WHAT YOU NEED TO DO: Rewrite each of the entries below, substituting "farthest from the object's edges" for every occurrence of "deepest inside the object" and keeping all other text unchanged.

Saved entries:
--*--
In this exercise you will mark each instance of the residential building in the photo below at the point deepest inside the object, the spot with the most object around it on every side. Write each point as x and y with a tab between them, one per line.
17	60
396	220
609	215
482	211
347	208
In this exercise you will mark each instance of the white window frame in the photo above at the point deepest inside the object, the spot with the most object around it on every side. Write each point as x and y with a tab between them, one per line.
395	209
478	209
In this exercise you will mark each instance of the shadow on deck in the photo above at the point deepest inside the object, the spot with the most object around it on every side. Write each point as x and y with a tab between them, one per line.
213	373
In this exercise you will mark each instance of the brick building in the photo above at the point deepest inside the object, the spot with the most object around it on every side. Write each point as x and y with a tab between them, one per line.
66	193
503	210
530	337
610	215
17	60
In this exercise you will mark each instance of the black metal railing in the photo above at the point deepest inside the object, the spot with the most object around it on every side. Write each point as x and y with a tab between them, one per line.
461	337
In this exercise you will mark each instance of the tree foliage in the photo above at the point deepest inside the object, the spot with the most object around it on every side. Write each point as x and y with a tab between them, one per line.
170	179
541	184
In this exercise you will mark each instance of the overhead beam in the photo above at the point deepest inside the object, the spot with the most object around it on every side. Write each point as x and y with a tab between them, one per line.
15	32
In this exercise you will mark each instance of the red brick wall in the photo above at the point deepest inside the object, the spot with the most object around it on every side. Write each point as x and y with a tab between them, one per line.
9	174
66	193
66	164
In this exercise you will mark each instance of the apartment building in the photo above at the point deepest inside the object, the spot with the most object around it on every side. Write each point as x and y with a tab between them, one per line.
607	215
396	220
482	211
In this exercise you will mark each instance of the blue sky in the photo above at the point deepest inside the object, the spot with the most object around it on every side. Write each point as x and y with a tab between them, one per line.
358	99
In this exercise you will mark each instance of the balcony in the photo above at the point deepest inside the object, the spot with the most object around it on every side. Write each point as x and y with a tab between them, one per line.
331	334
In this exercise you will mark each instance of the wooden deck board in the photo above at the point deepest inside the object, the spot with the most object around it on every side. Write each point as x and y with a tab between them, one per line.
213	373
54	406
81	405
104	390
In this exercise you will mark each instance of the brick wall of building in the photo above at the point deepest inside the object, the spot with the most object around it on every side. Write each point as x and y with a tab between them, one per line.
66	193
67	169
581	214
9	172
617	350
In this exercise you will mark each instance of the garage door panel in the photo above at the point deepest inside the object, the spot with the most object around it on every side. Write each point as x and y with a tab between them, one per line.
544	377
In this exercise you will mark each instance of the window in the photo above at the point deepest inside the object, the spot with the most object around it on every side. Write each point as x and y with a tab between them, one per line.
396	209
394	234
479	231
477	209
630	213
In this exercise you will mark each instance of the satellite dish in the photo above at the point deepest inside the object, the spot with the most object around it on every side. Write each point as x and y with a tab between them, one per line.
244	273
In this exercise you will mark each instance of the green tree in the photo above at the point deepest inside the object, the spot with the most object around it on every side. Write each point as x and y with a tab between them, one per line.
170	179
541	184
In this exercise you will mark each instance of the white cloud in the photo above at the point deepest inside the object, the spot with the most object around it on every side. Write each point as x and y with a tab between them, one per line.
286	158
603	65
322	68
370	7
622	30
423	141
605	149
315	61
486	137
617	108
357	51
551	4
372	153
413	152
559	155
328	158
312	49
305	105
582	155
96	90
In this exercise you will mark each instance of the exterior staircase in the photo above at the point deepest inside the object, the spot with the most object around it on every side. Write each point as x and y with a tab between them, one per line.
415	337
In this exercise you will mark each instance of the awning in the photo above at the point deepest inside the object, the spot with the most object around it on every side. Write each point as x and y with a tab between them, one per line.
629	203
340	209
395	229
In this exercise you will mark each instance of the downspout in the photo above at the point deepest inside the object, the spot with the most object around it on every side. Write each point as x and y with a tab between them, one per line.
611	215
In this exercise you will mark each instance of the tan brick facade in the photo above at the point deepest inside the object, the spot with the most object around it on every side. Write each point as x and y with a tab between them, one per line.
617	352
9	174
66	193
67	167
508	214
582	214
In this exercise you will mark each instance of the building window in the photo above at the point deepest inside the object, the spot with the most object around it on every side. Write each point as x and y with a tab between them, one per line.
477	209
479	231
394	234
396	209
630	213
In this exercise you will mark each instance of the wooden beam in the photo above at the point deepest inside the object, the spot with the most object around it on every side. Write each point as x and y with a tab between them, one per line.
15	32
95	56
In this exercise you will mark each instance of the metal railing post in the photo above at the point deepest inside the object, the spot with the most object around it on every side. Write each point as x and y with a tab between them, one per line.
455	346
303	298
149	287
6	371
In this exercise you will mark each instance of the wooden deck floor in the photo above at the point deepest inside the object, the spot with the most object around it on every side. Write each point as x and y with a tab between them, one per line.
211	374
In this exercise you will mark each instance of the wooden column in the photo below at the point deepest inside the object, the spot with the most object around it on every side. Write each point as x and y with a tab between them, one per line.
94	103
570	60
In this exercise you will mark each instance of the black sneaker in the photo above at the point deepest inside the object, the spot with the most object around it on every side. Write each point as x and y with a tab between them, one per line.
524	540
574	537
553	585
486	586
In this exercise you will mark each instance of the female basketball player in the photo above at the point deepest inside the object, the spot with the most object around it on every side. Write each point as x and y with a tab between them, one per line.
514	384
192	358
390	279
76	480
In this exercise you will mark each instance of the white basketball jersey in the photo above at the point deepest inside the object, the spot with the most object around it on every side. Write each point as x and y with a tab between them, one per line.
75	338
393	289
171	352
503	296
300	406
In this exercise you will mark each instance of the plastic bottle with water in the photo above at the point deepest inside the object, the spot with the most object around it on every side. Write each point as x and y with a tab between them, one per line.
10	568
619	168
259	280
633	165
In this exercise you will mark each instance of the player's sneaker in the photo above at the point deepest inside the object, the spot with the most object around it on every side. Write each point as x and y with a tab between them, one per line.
--*--
RESULT OF THE TASK:
In this exercise you will mark each instance of the residential building in the photo below at the point farthest from the object's edges, the spot with the most object around it on every side. Write each point as x and y with a tab between them, one per line.
17	60
396	220
609	215
482	211
347	208
In this exercise you will mark each instance of the white window frame in the photo above at the point farthest from the object's edges, the spot with the most object around it on every side. Write each point as x and y with a tab between them, one per line.
395	209
478	209
In this exercise you will mark each instance of the shadow on deck in the photo above at the point farthest from the object's edges, the spot with the most object around it on every side. Write each point as x and y with a tab between them, one per line.
213	373
In this exercise you will mark each instance of the brick building in the photo above at the point farthest from the object's edges, the spot with the most object around it on every side. Write each point as x and y with a tab between them, one per line.
66	193
503	210
530	337
610	215
17	60
In this exercise you will mark each instance of the black metal railing in the photo above at the point farthest from the object's edges, the spot with the most object around it on every side. Write each point as x and y with a tab between them, one per line.
461	337
In this exercise you will mark each instance of the tree foliage in the photo above at the point farthest from the object's edges, the spot with the most object around it on every side. Write each point as x and y with a tab between them, one per line.
170	179
541	184
In this exercise you will mark each instance of the overhead beam in the photo above at the point farthest from the object's edges, the spot with the most object around it on every side. Write each point as x and y with a tab between them, one per line.
15	32
In this exercise you will mark each instance of the red brick wall in the photo above at the point farthest from the object's edges, the spot with the most object around it on every side. Write each point as x and y with a tab between them, one per line.
9	174
66	193
66	164
In this exercise you will mark each instance of the apartment building in the photo above at the point farthest from the object's edges, the spot with the most object around it on every side. Write each point as x and y with a tab between them, one per line.
607	215
396	220
482	211
In this exercise you will mark each instance of the blue sky in the photo above at the point farthest from the object's edges, the spot with the most object around it on every side. Write each point as x and y with a tab between them, one per line.
358	99
In this exercise you will mark each instance of the balcony in the photo above at the point farthest from the object's edges, the spot with the most object around it on every side. Write each point as x and y with a tab between them, one per line.
331	334
In this exercise you will mark each instance of the wooden deck board in the photo above at the point farthest from the object's edges, the spot with the most object around it on every side. Write each point as x and y with a tab between them, one per line.
213	373
54	406
81	405
104	390
In this exercise you will mark each instance of the brick wall of building in the photo above at the point farthest from the object's edges, the spot with the most object around it on every side. Write each point as x and y with a tab between them, one per line.
66	193
67	169
581	214
9	172
617	350
In this exercise you will mark each instance of the garage door panel in the photo above at the point farthest from the object's edges, the spot with the most object around it on every side. Write each point as x and y with a tab between them, one per line.
544	377
In this exercise you will mark each instance of the window in the photo above at the point farthest from the object's edges, the spot with the most object around it on every side. Write each point as x and y with a tab between them, one per line.
396	209
394	234
479	231
477	209
630	213
In this exercise you will mark each instance of the satellite dish in the photo above at the point farthest from the object's edges, the spot with the most object around it on every side. Write each point as x and y with a tab between them, one per line.
244	273
In this exercise you will mark each instance of the green tree in the photo above at the point farthest from the object's edges, the spot with the most object around it on every side. Write each point as x and y with a tab between them, one per line.
170	179
541	184
In this exercise you will mark each instance of the white cloud in the photo above at the point farthest from the object's edges, the spot with the most object around it on every side. Write each point as x and y with a tab between them, one per line.
286	158
603	65
322	68
370	7
622	30
423	141
605	149
315	61
486	137
617	108
357	51
551	4
372	153
413	152
559	155
328	158
312	49
305	105
582	155
96	90
In this exercise you will mark each instance of the exterior staircase in the photo above at the point farthest from the object's edges, the spot with the most object around it on every side. Write each point as x and y with a tab between them, one per line.
415	337
In this exercise you will mark each instance of the awning in the photo above at the point farthest from the object's edges, the spot with the most object around it on every side. Write each point as x and y with a tab between them, one per line.
629	203
340	209
395	229
In this exercise you will mark each instance of the downspout in the photo above at the point farthest from the object's edges, the spot with the most object around it on every side. Write each point as x and y with a tab between them, one per line.
611	215
In this exercise you will mark each instance of the tan brick facade in the photo above at the point farthest from the object's edges, the spot with the most object around it on every side. Write each point as x and y with a tab between them, one per line.
617	352
9	174
66	193
67	167
508	214
582	214
In this exercise you will mark each instance of the building window in the photo above at the point farthest from the object's edges, the spot with the most object around it on every side. Write each point as x and y with a tab between them, one per line.
477	209
479	231
394	234
396	209
630	213
In this exercise you will mark each instance of the wooden beam in the photo above at the point farthest from the object's edges, the spot with the most object around it on every side. Write each point as x and y with a tab between them, one per line.
15	32
95	56
In this exercise you will mark each instance of the metal railing post in the photo above at the point farthest from the object's edges, the spot with the most object around it on every side. Write each point as x and y with a tab between them, one per line.
455	346
303	298
149	287
6	371
In this exercise you will mark each instance of the wooden deck floor in the photo above at the point farthest from the object's edges, the spot with the most object around it on every side. Write each point as x and y with a tab between them, one per line.
211	374
In this exercise you will mark each instance of the wooden column in the photo below at the point farthest from the object's edges, the spot with the most object around it on every side. Write each point as x and y with a tab between them, one per line.
94	103
570	60
In this exercise you will mark each instance of the black sneaker in the photo above at the point farthest from the object's edges, the spot with the most object around it on every side. Write each point as x and y with a tab between them, one per line.
524	540
574	537
553	585
486	586
In this exercise you will mark each instance of the female basketball player in the photo above at the point farthest from the object's edges, the spot with the most object around it on every side. Write each point as x and y with a tab between them, one per line.
514	384
192	358
390	279
76	480
In this exercise you will mark each instance of the white basketball jersey in the photo above at the point farthest from the object's edges, the spot with the most object around it on every side. Write each point as x and y with a tab between them, one per line.
75	338
393	289
171	352
503	296
300	406
In this exercise you will mark each instance of the plastic bottle with water in the photo above at the point farthest from the object's edges, the spot with the most object around it on every side. Write each point as x and y with a tab between them, one per line.
10	568
619	168
259	280
633	165
In this exercise you will mark each instance of the player's sneaker in the photo above at the point farthest from the object's edges, the spot with the most object around it on every side. Write each point as x and y with a tab between them, one per line.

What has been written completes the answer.